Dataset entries
::::::::::

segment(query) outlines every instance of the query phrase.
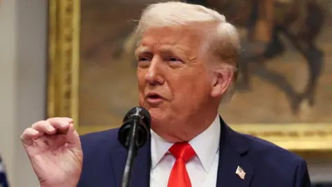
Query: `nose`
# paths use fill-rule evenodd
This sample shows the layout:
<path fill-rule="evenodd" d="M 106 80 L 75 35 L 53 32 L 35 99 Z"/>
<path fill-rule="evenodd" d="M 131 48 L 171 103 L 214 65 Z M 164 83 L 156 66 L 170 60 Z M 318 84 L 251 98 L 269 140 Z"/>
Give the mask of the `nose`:
<path fill-rule="evenodd" d="M 152 59 L 148 71 L 145 74 L 145 80 L 150 84 L 163 84 L 164 79 L 161 75 L 160 62 L 157 58 Z"/>

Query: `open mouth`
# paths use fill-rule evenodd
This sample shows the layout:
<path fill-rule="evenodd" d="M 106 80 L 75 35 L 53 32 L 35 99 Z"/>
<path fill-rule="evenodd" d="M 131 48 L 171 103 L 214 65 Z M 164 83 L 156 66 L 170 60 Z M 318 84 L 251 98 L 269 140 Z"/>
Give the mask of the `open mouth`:
<path fill-rule="evenodd" d="M 155 95 L 150 95 L 149 96 L 147 96 L 148 98 L 150 98 L 150 99 L 161 99 L 162 98 L 158 95 L 158 94 L 155 94 Z"/>
<path fill-rule="evenodd" d="M 163 98 L 160 95 L 156 93 L 149 93 L 147 95 L 147 99 L 155 100 L 161 100 L 161 99 L 163 99 Z"/>

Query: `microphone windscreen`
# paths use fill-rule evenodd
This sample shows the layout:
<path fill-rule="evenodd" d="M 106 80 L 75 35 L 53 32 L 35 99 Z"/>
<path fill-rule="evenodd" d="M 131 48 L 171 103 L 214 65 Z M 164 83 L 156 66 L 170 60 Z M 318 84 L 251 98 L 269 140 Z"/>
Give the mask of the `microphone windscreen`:
<path fill-rule="evenodd" d="M 127 121 L 131 118 L 131 116 L 135 115 L 138 115 L 142 118 L 142 121 L 145 123 L 147 127 L 149 129 L 151 127 L 151 115 L 147 109 L 141 107 L 135 107 L 131 109 L 128 113 L 123 118 L 122 122 Z"/>

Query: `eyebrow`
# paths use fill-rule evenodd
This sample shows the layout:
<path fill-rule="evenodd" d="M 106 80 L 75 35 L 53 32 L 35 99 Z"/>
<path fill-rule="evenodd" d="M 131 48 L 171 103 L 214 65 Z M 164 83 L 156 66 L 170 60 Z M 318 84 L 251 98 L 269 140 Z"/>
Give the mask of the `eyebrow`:
<path fill-rule="evenodd" d="M 139 54 L 142 53 L 152 53 L 152 51 L 149 47 L 140 46 L 135 51 L 135 56 L 137 57 Z"/>

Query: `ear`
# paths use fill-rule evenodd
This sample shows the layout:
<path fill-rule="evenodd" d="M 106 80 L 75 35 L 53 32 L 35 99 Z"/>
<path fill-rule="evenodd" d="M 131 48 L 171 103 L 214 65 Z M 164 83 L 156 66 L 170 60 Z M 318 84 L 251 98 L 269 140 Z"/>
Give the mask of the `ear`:
<path fill-rule="evenodd" d="M 221 96 L 232 83 L 232 78 L 234 72 L 232 71 L 225 71 L 221 73 L 214 73 L 212 78 L 212 89 L 211 96 L 214 98 Z"/>

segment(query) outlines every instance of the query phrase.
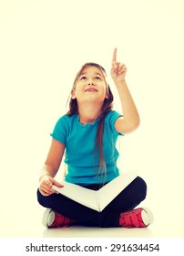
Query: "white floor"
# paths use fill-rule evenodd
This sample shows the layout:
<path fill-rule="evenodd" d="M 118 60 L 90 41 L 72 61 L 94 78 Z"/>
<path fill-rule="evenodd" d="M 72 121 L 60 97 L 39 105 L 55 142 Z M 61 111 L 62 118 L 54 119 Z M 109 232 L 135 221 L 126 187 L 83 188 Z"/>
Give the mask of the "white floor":
<path fill-rule="evenodd" d="M 158 182 L 157 186 L 158 188 Z M 3 202 L 1 202 L 3 207 L 0 211 L 0 237 L 183 238 L 184 222 L 182 219 L 184 208 L 183 205 L 181 206 L 182 201 L 180 200 L 183 193 L 180 190 L 179 194 L 177 191 L 177 187 L 175 187 L 176 194 L 174 195 L 178 195 L 178 199 L 174 200 L 174 195 L 172 196 L 169 187 L 168 188 L 166 186 L 165 189 L 162 188 L 162 191 L 155 190 L 152 195 L 148 192 L 148 197 L 142 206 L 152 209 L 155 220 L 147 229 L 98 229 L 75 226 L 47 229 L 41 223 L 44 208 L 36 202 L 36 186 L 33 186 L 33 181 L 30 180 L 30 187 L 27 187 L 26 189 L 24 186 L 21 187 L 20 184 L 17 184 L 17 187 L 12 187 L 11 192 L 6 185 L 4 186 L 4 189 L 1 192 L 1 195 L 3 195 Z"/>

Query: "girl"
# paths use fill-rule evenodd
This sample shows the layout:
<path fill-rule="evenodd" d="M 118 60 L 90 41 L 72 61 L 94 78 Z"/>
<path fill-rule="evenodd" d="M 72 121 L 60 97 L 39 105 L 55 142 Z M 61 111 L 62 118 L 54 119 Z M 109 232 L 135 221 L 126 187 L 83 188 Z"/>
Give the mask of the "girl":
<path fill-rule="evenodd" d="M 135 208 L 147 194 L 147 185 L 139 176 L 102 212 L 52 189 L 53 185 L 63 187 L 55 176 L 64 153 L 67 165 L 66 182 L 97 190 L 119 175 L 118 136 L 133 132 L 139 124 L 138 112 L 126 83 L 126 73 L 127 67 L 117 61 L 115 48 L 111 77 L 118 91 L 123 115 L 112 110 L 113 95 L 106 80 L 106 71 L 100 65 L 86 63 L 77 73 L 71 91 L 69 111 L 59 118 L 51 133 L 52 144 L 40 174 L 37 199 L 46 208 L 43 217 L 46 227 L 77 224 L 144 228 L 152 222 L 150 210 Z"/>

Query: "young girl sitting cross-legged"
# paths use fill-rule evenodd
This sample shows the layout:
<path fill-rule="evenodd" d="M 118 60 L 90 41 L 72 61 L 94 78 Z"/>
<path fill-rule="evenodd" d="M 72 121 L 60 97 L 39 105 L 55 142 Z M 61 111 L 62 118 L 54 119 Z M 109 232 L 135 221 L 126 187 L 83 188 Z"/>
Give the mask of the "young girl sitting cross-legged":
<path fill-rule="evenodd" d="M 127 67 L 117 61 L 115 49 L 111 77 L 122 105 L 122 112 L 118 113 L 112 109 L 113 94 L 105 69 L 97 63 L 86 63 L 78 71 L 71 91 L 69 111 L 55 125 L 51 146 L 40 173 L 37 199 L 46 208 L 43 216 L 46 227 L 145 228 L 152 223 L 149 209 L 136 208 L 147 195 L 147 185 L 139 176 L 101 212 L 52 188 L 53 185 L 63 187 L 55 176 L 64 155 L 67 165 L 66 182 L 98 190 L 119 175 L 118 137 L 135 131 L 139 124 L 139 115 L 126 83 L 126 73 Z"/>

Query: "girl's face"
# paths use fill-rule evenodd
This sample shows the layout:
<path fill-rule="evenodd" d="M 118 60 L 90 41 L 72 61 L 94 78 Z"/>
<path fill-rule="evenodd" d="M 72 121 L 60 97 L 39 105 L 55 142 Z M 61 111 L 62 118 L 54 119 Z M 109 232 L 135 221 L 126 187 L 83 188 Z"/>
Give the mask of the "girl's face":
<path fill-rule="evenodd" d="M 103 102 L 107 99 L 106 88 L 107 83 L 102 71 L 95 66 L 89 66 L 79 74 L 72 91 L 72 99 L 77 99 L 78 102 Z"/>

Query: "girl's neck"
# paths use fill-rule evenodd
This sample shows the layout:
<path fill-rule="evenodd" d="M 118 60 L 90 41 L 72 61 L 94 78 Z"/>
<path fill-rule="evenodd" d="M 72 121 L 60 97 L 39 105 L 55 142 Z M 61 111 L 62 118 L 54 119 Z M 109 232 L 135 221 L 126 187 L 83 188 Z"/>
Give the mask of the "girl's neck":
<path fill-rule="evenodd" d="M 101 115 L 102 106 L 79 105 L 78 117 L 83 124 L 93 123 Z"/>

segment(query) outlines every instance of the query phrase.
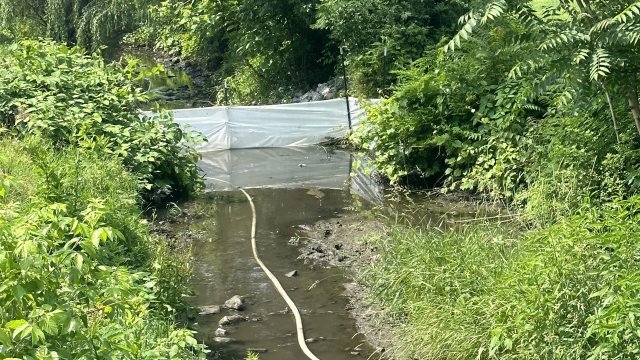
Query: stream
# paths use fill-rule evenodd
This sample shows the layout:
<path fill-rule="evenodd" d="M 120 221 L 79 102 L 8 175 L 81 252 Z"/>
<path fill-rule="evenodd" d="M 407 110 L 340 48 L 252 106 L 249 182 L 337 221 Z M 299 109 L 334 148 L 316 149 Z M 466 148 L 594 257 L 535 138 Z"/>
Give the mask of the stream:
<path fill-rule="evenodd" d="M 301 229 L 382 198 L 375 181 L 353 170 L 355 161 L 349 152 L 322 147 L 203 154 L 206 194 L 181 205 L 198 215 L 181 225 L 197 234 L 191 281 L 197 295 L 189 301 L 198 307 L 221 305 L 234 295 L 246 301 L 241 312 L 223 309 L 196 318 L 199 339 L 219 350 L 222 359 L 244 359 L 249 349 L 265 351 L 262 360 L 305 358 L 293 315 L 253 258 L 249 203 L 228 183 L 247 189 L 253 198 L 259 255 L 299 307 L 311 351 L 331 360 L 367 359 L 374 352 L 349 317 L 343 293 L 351 280 L 345 269 L 312 270 L 298 260 Z M 285 276 L 293 270 L 297 276 Z M 224 326 L 232 341 L 215 342 L 218 321 L 234 313 L 249 321 Z"/>

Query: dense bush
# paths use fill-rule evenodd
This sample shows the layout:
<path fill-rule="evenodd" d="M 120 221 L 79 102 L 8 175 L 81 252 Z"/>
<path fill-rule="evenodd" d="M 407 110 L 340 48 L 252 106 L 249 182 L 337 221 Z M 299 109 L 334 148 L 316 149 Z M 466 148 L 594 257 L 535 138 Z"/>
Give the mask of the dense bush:
<path fill-rule="evenodd" d="M 513 226 L 510 224 L 509 226 Z M 514 227 L 517 229 L 517 227 Z M 399 358 L 631 359 L 640 352 L 640 198 L 518 236 L 396 227 L 366 273 Z"/>
<path fill-rule="evenodd" d="M 322 54 L 327 32 L 311 27 L 317 2 L 165 1 L 149 9 L 149 24 L 127 41 L 150 43 L 206 68 L 219 102 L 227 79 L 236 104 L 278 103 L 333 71 L 335 58 L 324 61 Z"/>
<path fill-rule="evenodd" d="M 117 157 L 147 198 L 202 187 L 192 147 L 200 136 L 165 112 L 141 115 L 146 98 L 126 69 L 51 42 L 24 41 L 9 54 L 0 59 L 0 126 Z"/>
<path fill-rule="evenodd" d="M 137 197 L 116 158 L 0 141 L 0 357 L 203 356 L 171 320 L 184 257 L 149 235 Z"/>

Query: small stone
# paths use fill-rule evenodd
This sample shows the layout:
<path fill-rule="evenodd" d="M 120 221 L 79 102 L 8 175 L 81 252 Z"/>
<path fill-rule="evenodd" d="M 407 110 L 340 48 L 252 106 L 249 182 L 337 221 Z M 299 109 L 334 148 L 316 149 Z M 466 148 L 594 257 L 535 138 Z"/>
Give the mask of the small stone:
<path fill-rule="evenodd" d="M 220 306 L 218 305 L 209 305 L 209 306 L 200 306 L 200 315 L 213 315 L 220 312 Z"/>
<path fill-rule="evenodd" d="M 241 311 L 244 309 L 244 300 L 240 295 L 236 295 L 224 302 L 224 307 L 231 310 Z"/>
<path fill-rule="evenodd" d="M 314 342 L 318 342 L 320 340 L 324 340 L 324 338 L 322 336 L 319 336 L 317 338 L 308 338 L 305 339 L 304 342 L 306 342 L 307 344 L 313 344 Z"/>
<path fill-rule="evenodd" d="M 240 315 L 229 315 L 220 319 L 220 321 L 218 321 L 218 325 L 219 326 L 233 325 L 242 321 L 247 321 L 247 319 L 244 316 L 240 316 Z"/>
<path fill-rule="evenodd" d="M 216 336 L 216 337 L 213 338 L 213 341 L 215 341 L 217 343 L 230 343 L 230 342 L 233 341 L 233 339 L 232 338 Z"/>

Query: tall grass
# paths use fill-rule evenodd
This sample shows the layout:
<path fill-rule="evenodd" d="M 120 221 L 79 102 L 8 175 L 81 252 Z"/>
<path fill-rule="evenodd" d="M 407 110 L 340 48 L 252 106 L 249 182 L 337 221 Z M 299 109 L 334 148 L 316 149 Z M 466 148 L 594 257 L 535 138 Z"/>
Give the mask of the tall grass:
<path fill-rule="evenodd" d="M 363 280 L 400 359 L 640 356 L 640 197 L 521 234 L 398 226 L 379 242 Z"/>

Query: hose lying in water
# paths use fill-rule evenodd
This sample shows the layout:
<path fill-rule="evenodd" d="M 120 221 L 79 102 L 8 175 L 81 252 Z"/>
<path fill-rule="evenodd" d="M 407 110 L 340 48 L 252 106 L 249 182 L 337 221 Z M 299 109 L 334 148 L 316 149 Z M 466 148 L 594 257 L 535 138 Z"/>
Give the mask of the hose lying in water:
<path fill-rule="evenodd" d="M 256 246 L 256 224 L 257 224 L 256 206 L 253 203 L 253 199 L 251 198 L 251 195 L 249 195 L 249 193 L 247 193 L 243 188 L 237 187 L 228 181 L 224 181 L 224 180 L 220 180 L 212 177 L 207 177 L 206 179 L 215 180 L 215 181 L 223 182 L 231 186 L 234 186 L 237 189 L 239 189 L 244 194 L 244 196 L 246 196 L 247 199 L 249 200 L 249 204 L 251 205 L 251 212 L 253 215 L 253 220 L 251 222 L 251 248 L 253 249 L 253 258 L 256 259 L 256 262 L 258 263 L 258 265 L 260 265 L 260 267 L 262 268 L 262 271 L 264 271 L 264 273 L 267 274 L 267 276 L 269 277 L 269 280 L 271 280 L 273 285 L 276 287 L 276 290 L 278 291 L 278 293 L 280 293 L 280 296 L 282 296 L 284 301 L 289 306 L 289 309 L 291 309 L 291 312 L 293 313 L 293 316 L 296 319 L 296 332 L 298 333 L 298 344 L 300 345 L 300 349 L 302 349 L 302 352 L 304 352 L 304 354 L 307 355 L 309 359 L 320 360 L 315 355 L 313 355 L 311 350 L 309 350 L 309 348 L 307 347 L 307 343 L 304 341 L 304 327 L 302 326 L 302 317 L 300 316 L 300 311 L 298 310 L 298 307 L 293 302 L 293 300 L 291 300 L 291 298 L 287 294 L 287 291 L 280 284 L 280 281 L 278 281 L 275 275 L 273 275 L 271 270 L 267 268 L 267 266 L 262 262 L 262 260 L 260 260 L 260 257 L 258 256 L 258 248 Z"/>

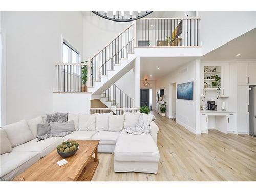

::::::::::

What is asked >> Retype the lines of the items that begin with the line containing "Query: dense bush" and continue through the line containing "117 157 L 147", keeping every character as it appears.

Expected output >>
Query: dense bush
# paths use fill-rule evenodd
This sample shows the layout:
<path fill-rule="evenodd" d="M 120 221 L 79 102 L 8 175 L 81 252 Z"/>
<path fill-rule="evenodd" d="M 407 110 L 340 48 L 252 106 L 249 182 L 337 221 Z M 299 109 L 334 148 L 316 149 Z M 466 148 L 594 257 L 535 138 Z"/>
Give the mask of the dense bush:
<path fill-rule="evenodd" d="M 513 226 L 510 224 L 509 226 Z M 514 227 L 517 229 L 517 227 Z M 399 358 L 631 359 L 640 352 L 640 198 L 518 236 L 396 227 L 366 273 Z"/>
<path fill-rule="evenodd" d="M 322 54 L 327 32 L 311 27 L 317 2 L 165 1 L 149 9 L 149 24 L 127 41 L 150 43 L 206 68 L 219 102 L 227 79 L 236 104 L 278 103 L 333 71 L 335 58 L 324 61 Z"/>
<path fill-rule="evenodd" d="M 117 157 L 147 198 L 202 187 L 192 147 L 200 136 L 165 112 L 141 115 L 146 98 L 126 69 L 51 42 L 24 41 L 9 54 L 0 59 L 0 126 Z"/>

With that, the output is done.